ASSIGNMENT:
Here are some records; return them all exactly.

#### AVAILABLE RECORDS ####

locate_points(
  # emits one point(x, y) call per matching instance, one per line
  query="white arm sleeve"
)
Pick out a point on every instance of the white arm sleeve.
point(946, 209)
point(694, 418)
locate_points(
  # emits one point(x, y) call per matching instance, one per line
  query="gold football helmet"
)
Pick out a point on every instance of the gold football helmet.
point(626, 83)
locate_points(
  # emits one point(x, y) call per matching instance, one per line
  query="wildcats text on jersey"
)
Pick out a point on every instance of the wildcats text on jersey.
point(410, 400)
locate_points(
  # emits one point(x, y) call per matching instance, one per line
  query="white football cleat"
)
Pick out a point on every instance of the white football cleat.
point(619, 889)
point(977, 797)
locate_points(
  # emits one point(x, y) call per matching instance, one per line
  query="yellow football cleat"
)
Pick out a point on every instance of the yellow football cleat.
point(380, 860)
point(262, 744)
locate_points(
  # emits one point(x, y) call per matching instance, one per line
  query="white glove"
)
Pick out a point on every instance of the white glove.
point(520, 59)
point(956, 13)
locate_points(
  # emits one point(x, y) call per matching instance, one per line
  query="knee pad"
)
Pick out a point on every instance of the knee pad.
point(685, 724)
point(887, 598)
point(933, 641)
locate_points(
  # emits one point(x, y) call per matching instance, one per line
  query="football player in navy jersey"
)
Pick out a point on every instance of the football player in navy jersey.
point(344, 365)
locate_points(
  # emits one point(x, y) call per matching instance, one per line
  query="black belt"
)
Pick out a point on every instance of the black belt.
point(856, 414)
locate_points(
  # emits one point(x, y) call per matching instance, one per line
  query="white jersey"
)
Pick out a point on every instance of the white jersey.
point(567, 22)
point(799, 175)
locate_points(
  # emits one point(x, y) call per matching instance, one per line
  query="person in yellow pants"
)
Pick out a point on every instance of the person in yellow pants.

####

EXERCISE ANSWER:
locate_points(
  # emits one point(x, y) call per matching instance, one per line
  query="white arm sleeve"
)
Pick out a point on every instance of the white arm sleeve.
point(946, 209)
point(694, 418)
locate_points(
  # emits one point(x, y) call per matching instance, one per line
  query="gold football helmet"
)
Pick out a point on every instance of the gold football helmet.
point(626, 83)
locate_points(
  # emits one point(x, y) call per matching instance, one per line
  query="wildcats text on jersey"
)
Pick out a point on every instance of the wildcats text on jersey.
point(410, 400)
locate_points(
  # emits one point(x, y) call per matching instance, one per line
  query="white football cleat"
)
Pick out a point on every instance of the white football cleat.
point(619, 889)
point(977, 797)
locate_points(
  # emits one point(x, y) call per matching instance, one per line
  query="yellow football cleat"
)
Pick out a point on every instance of the yellow football cleat.
point(380, 860)
point(262, 744)
locate_points(
  # emits one point(x, y) call per matching instance, one per line
  query="white glove"
)
Pick out a point on every instance of the white glove.
point(520, 59)
point(956, 13)
locate_points(
  # emits one point(x, y) call per matching instance, one per line
  query="knee pad"
)
Pick out a point on every instance of the knee pad.
point(685, 724)
point(887, 598)
point(933, 641)
locate_points(
  # emits one point(x, y) call per matching instance, one per line
  query="football player in navy jersey"
)
Pick out a point on every instance of the football player in navy jersey.
point(344, 365)
locate_points(
  # emits one point(x, y) call per matching instance, one per line
  query="black belt"
)
Pick out a point on every instance of the black belt.
point(856, 414)
locate_points(
  # emits one point(x, y) call per matching instance, one per line
  query="white jersey"
)
Pick out a point on every instance of the white jersey.
point(567, 22)
point(799, 175)
locate_points(
  # emits one point(x, y) call per matching instance, one per line
  query="person in yellow pants"
)
Pick out a point on every instance of the person in yellow pants.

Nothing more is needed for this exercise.